====== TASK DATA

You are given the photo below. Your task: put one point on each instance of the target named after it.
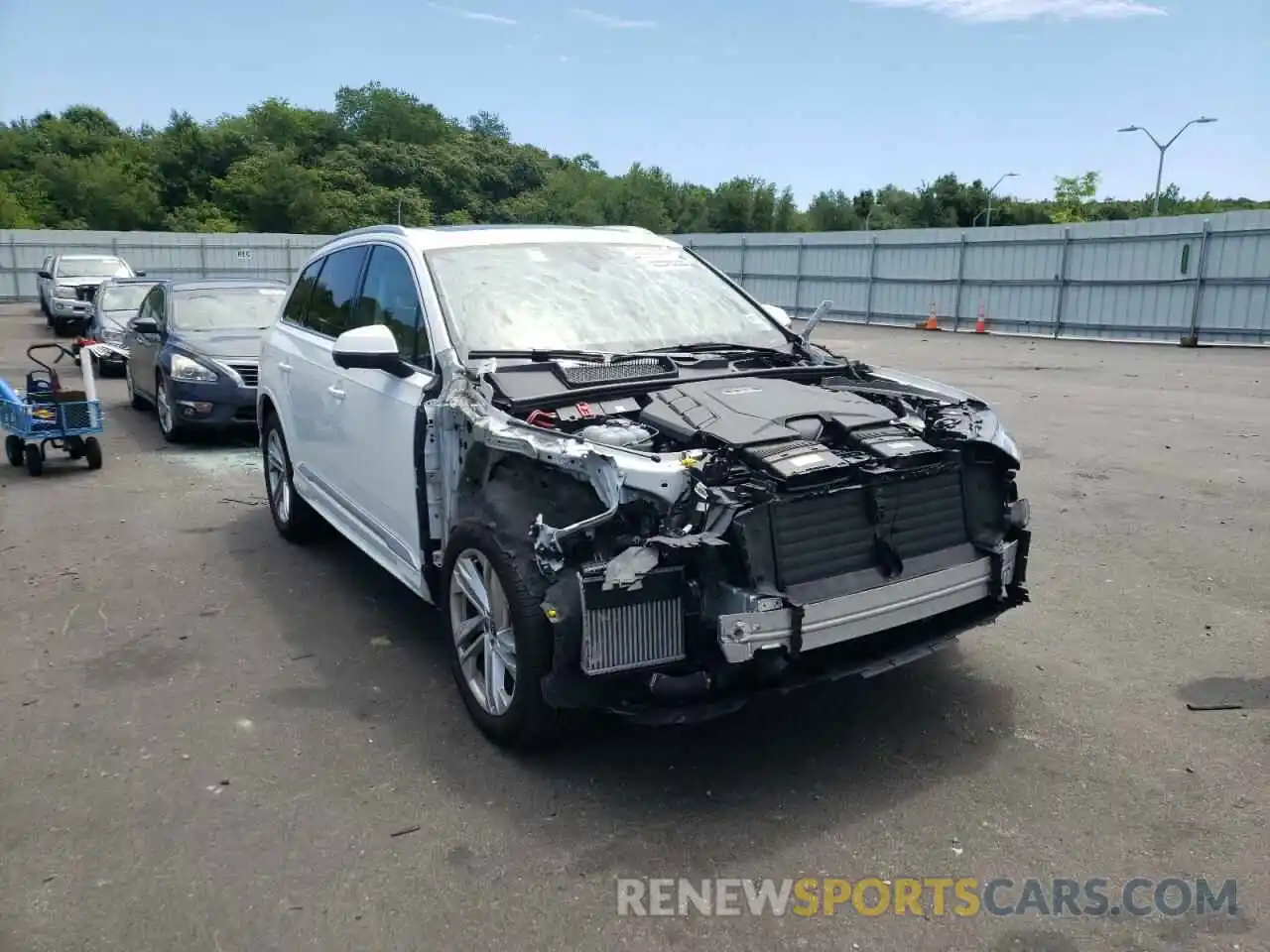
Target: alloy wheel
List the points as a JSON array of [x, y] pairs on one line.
[[276, 476], [480, 620]]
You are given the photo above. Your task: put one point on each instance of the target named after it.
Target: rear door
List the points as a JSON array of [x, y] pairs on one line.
[[317, 402], [377, 467]]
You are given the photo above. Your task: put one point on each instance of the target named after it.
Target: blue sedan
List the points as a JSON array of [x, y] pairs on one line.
[[194, 350]]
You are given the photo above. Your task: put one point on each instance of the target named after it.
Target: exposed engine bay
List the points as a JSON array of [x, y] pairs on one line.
[[749, 520]]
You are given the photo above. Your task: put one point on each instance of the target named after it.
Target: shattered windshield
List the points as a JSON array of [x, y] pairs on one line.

============

__REQUIRED WORK__
Write the data above out again exactly, minus its pictures.

__WRITTEN ANSWER__
You are given the photo below. Your task: put one point on each instance of the target named after it.
Target: alloy wheel
List the points as a JSON array of [x, y] pairs on one line.
[[276, 476], [480, 620]]
You are given the photo above. Your task: put one point on each instance of the target named after it.
Target: rear door
List the points as a JSON array of [x, y] pairs on one line.
[[317, 402], [377, 467]]
You are given the photo above. Your task: put one point on each instance of the target named after it.
Target: blue sedan
List the points as a JSON array of [x, y] pairs on one line.
[[194, 350]]
You are given the photo above. Your task: put one point on each instance of the target named after it.
Target: exposed engine bay
List the points as a JSON array of [x, y] pairs on one line.
[[749, 520]]
You are given the photo above. Your task: put one point on each instance of the target named after it.
Target: shattered windshield
List the points as a JSON array of [x, y] pairs on one line.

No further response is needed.